> [EXERCISE INSTRUCTIONS]: Shift the answer coordinates by adding 86 to each number. Leave every other number as it is, and write out again in full all the data starting at the line containing "Question. Provide the position of each instance of the black" and ending at the line containing "x=115 y=105".

====== DATASET ENTRIES ======

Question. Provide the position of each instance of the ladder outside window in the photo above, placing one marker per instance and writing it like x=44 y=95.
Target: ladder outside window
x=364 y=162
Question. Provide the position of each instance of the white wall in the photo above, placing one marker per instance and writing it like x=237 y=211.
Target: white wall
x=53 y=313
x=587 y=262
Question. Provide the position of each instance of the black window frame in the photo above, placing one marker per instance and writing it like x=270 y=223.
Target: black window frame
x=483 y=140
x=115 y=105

======
====== DATASET ENTRIES ======

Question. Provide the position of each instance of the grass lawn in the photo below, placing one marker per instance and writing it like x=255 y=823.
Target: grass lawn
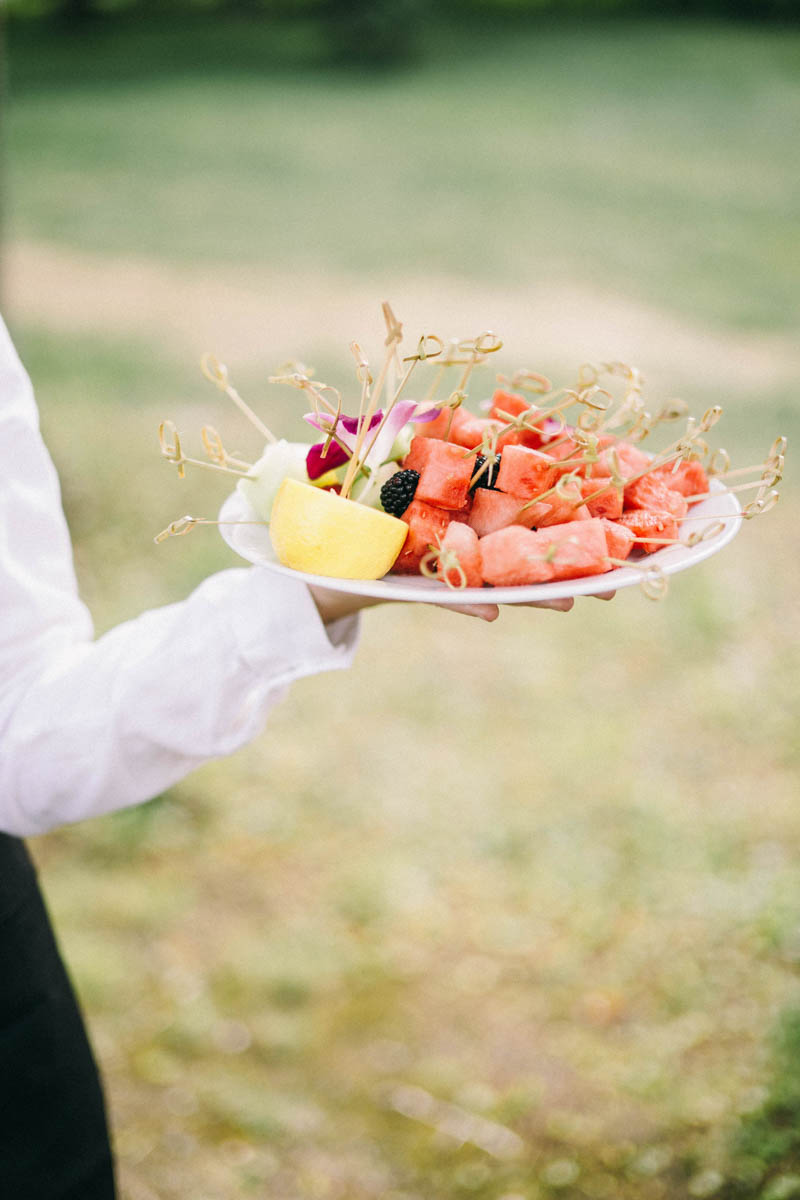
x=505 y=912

======

> [WRITTEN ANSWER]:
Question. Provide the position of each instance of the black window frame in the photo above, placing one marker per instance and writing it like x=270 y=223.
Target: black window frame
x=569 y=226
x=201 y=191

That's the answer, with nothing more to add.